Entries from a dataset:
________________________________________
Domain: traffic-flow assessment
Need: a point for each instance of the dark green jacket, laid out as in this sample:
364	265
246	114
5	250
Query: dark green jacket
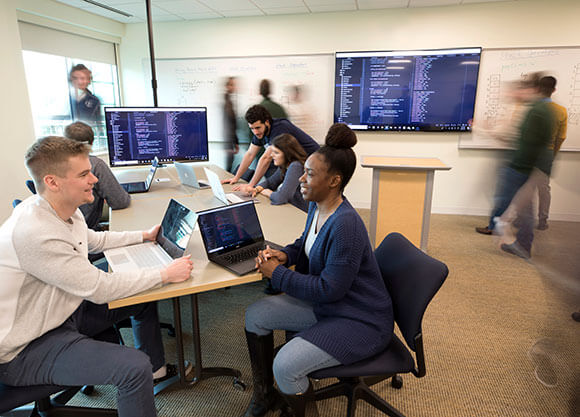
535	135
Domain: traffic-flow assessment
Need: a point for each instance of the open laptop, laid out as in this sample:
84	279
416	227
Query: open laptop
187	176
220	194
232	236
176	229
142	186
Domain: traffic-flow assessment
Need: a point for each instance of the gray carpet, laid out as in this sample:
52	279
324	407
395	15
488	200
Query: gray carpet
498	336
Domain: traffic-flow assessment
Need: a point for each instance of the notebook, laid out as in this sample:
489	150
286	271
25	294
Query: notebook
232	236
187	176
142	186
176	229
220	194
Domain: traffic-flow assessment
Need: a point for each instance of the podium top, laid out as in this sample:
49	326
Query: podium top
403	163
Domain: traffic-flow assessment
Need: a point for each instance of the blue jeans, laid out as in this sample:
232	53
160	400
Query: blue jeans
298	357
509	182
69	356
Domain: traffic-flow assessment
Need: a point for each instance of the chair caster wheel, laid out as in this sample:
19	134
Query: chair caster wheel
88	389
397	382
239	384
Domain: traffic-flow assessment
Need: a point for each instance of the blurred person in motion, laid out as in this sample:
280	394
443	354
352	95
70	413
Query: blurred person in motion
284	185
548	87
232	146
265	128
275	109
540	176
86	107
301	113
531	151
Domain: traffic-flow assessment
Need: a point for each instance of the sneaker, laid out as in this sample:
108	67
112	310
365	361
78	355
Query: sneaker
516	249
172	371
500	226
484	230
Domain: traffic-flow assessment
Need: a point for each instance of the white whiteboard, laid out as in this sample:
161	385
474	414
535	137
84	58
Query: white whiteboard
200	82
499	66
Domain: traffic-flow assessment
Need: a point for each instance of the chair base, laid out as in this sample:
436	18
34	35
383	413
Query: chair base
355	389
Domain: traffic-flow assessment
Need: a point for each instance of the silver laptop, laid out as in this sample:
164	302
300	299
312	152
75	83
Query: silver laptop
187	176
232	236
142	186
176	229
220	194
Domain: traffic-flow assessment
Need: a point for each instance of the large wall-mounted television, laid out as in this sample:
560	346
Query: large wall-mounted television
136	135
424	90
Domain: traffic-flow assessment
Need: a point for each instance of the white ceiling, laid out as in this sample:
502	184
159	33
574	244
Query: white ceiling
177	10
________________________________________
TASK STATEMENT: Leaving the pictures aside, transcribe the entire listing exactly.

TASK RESPONSE:
Domain: traffic-flow assessment
Need: a point for each instance of the dark green jacket, laid out as in this sample:
364	265
246	114
5	250
Query: dark green jacket
535	135
Domain: traffic-flow assessment
Need: a point for each instance of the open laptop, laid out as in this sample:
84	279
416	227
Query: open laptop
187	176
220	194
232	236
176	229
142	186
Domain: traffic-flow assessment
Need: a point for each instance of the gray carpet, laid out as in this sample:
52	279
324	407
395	15
488	200
Query: gray carpet
498	336
Domain: traffic-flow assessment
Need: a point for each instance of the notebook, laid out as in this sample:
489	150
286	271
25	294
Query: notebook
232	236
187	176
142	186
176	229
220	194
Domain: traffic-flow assessment
Need: a point for each instance of the podium top, laid out as in this sample:
49	326
Query: podium top
403	163
Domain: traffic-flow assessment
Need: a point for each instance of the blue jeans, laid out as in this sample:
232	53
160	400
Query: blue jeans
298	357
509	182
69	356
Domain: traffic-flow assessment
Need: a point for each instance of the chair caster wheel, laid out as in this sample:
19	134
Query: chair caster wheel
88	389
397	382
239	384
Domain: traffic-flow assessment
Need: a point for each instance of the blurred person in motion, laid out as in this sample:
280	394
443	354
352	95
70	413
Query: blurred person in motion
284	185
548	87
232	146
265	128
275	109
540	176
86	107
301	113
531	151
Domain: traffic-flow assessment
Need: a point for each instance of the sneaker, laid out as in this sample:
108	67
112	310
365	361
78	355
Query: sneaker
516	249
172	371
500	226
484	230
Domain: traffic-flow assessment
Need: a point for each instance of the white whiteboard, laid out as in this sample:
161	385
474	414
535	137
84	58
Query: white whiteboard
200	82
499	66
Domain: traffic-flow assessment
Need: a point for each instance of the chair base, laid out as in this sample:
436	18
34	35
383	413
Query: chair base
355	389
Domain: traffic-flow assessment
Need: a point for each instance of the silver laptop, laid out as in this sample:
164	302
300	299
312	152
75	83
Query: silver laptop
187	176
232	236
142	186
176	229
220	194
Domain: traffic-flow assessment
Need: a point for each instance of the large wall-mounted television, laid out as in this sample:
560	346
Query: large wall-mounted television
136	135
424	90
Domain: traffic-flow assessment
Need: a point for each instance of the white ceiling, laid out as in this sample:
502	184
159	33
574	244
Query: white ceiling
177	10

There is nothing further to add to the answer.